Repeat word for word the passage of the machine learning article starting with "The State of Machine Learning in 202024" and going on through "approaches every day.".
— Begin Text shown —
The State of Machine Learning in 202024 June 2020
It is remarkable how much progress has been made in the fields of machine learning, artificial intelligence, and deep learning in a few short decades. From its humble beginnings, AI and algorithmic functionality have expanded to a multitude of industries and enterprise use cases, with more and more companies adopting these approaches every day.
As evidence of this, O’Reilly Media’s (host of the annual O’Reilly Strata Data and AI Conferences) recent study “The State of Machine Learning in the Enterprise” found that 49% of organizations reported they were exploring or “just looking” into deploying machine learning, while a slight majority of 51% claimed to be early adopters (36%) or sophisticated users (15%).
This data, while not completely comprehensive, is indicative of the growing trends in 2020 and beyond for machine learning and AI applications. Certain aspects of machine learning (data mining, advanced algorithms, and predictive analytics) are in particular demand, reflective of the growing role that information processing and analysis plays in the 21st century business environment.
— End Text shown —
— Begin Material —
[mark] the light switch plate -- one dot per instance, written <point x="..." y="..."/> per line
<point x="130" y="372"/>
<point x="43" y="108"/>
— End Material —
Task solution ::
The State of Machine Learning in 202024 June 2020
It is remarkable how much progress has been made in the fields of machine learning, artificial intelligence, and deep learning in a few short decades. From its humble beginnings, AI and algorithmic functionality have expanded to a multitude of industries and enterprise use cases, with more and more companies adopting these approaches every day.